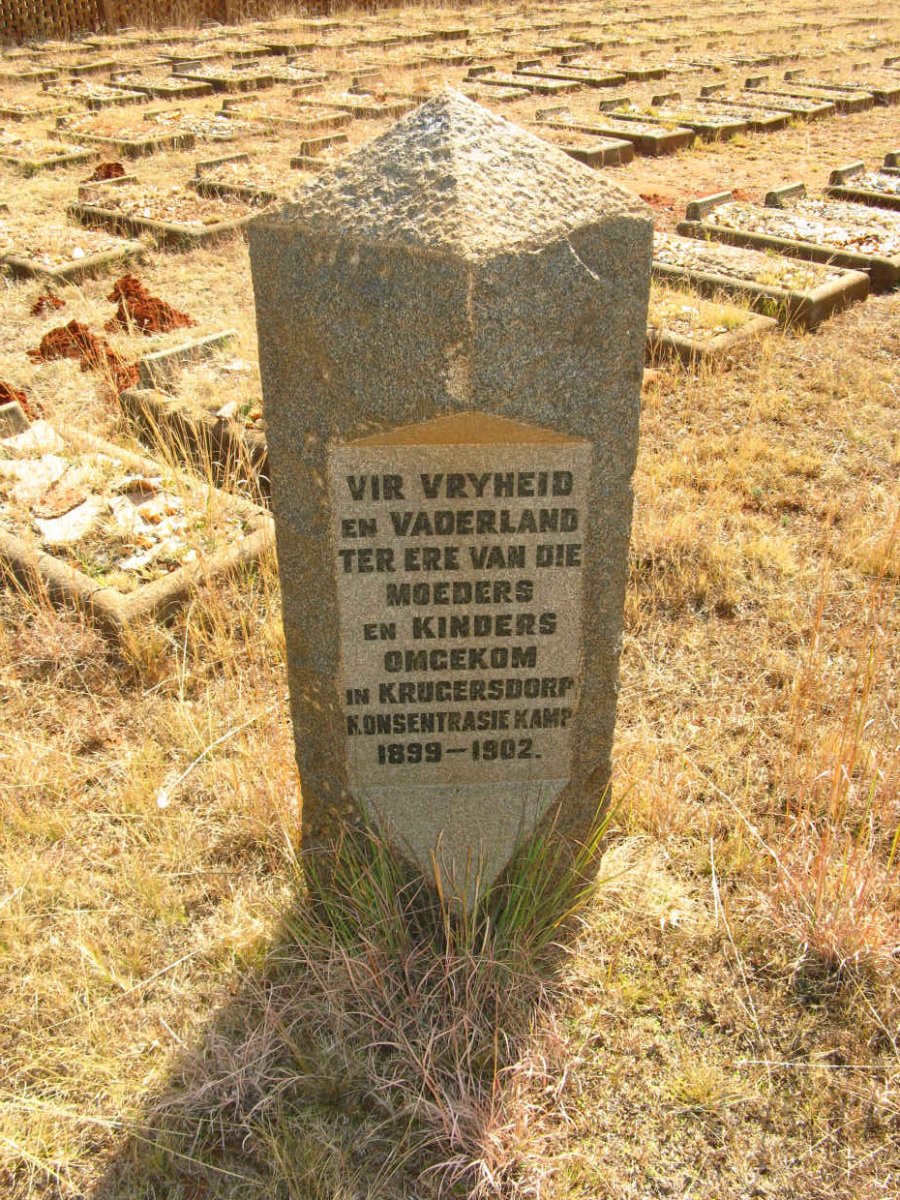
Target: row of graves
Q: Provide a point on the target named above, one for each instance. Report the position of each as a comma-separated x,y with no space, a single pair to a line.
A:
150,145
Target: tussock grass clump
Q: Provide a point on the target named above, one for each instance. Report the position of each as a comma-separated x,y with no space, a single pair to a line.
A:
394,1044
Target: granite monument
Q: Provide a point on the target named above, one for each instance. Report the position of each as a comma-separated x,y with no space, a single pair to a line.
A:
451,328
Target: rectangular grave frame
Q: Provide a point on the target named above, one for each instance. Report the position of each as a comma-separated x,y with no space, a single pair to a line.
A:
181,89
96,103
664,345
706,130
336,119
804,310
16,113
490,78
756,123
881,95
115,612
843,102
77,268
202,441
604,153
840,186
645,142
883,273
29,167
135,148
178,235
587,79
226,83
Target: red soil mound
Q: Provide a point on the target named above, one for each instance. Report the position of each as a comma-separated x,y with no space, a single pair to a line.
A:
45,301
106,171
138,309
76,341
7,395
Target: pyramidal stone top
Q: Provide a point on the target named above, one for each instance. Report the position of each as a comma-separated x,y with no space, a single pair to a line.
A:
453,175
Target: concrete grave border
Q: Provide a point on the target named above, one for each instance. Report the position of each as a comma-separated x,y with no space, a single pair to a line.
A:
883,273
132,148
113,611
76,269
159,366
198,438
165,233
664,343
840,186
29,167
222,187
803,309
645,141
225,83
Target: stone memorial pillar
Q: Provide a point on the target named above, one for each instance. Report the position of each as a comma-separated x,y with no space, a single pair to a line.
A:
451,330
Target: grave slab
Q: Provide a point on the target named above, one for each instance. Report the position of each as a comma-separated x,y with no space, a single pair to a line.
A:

YOUR OBJECTIVE
Would you reproduce the lines above, from the very first through the line containing "Target: granite monument", exactly and without the pictures?

EXERCISE ANSWER
Target: row of graves
Q: Provide a point on the target named above, one for each instance. Report the position of each as a comma-separated x,y with no space, a single pair to a line.
A:
150,145
Target: tussock grass clump
Q: Provide a point on the target named above, one for each instance. Report the position of each as a comma-separated x,y with no space, a single pair to a line.
A:
394,1044
Target: granite monument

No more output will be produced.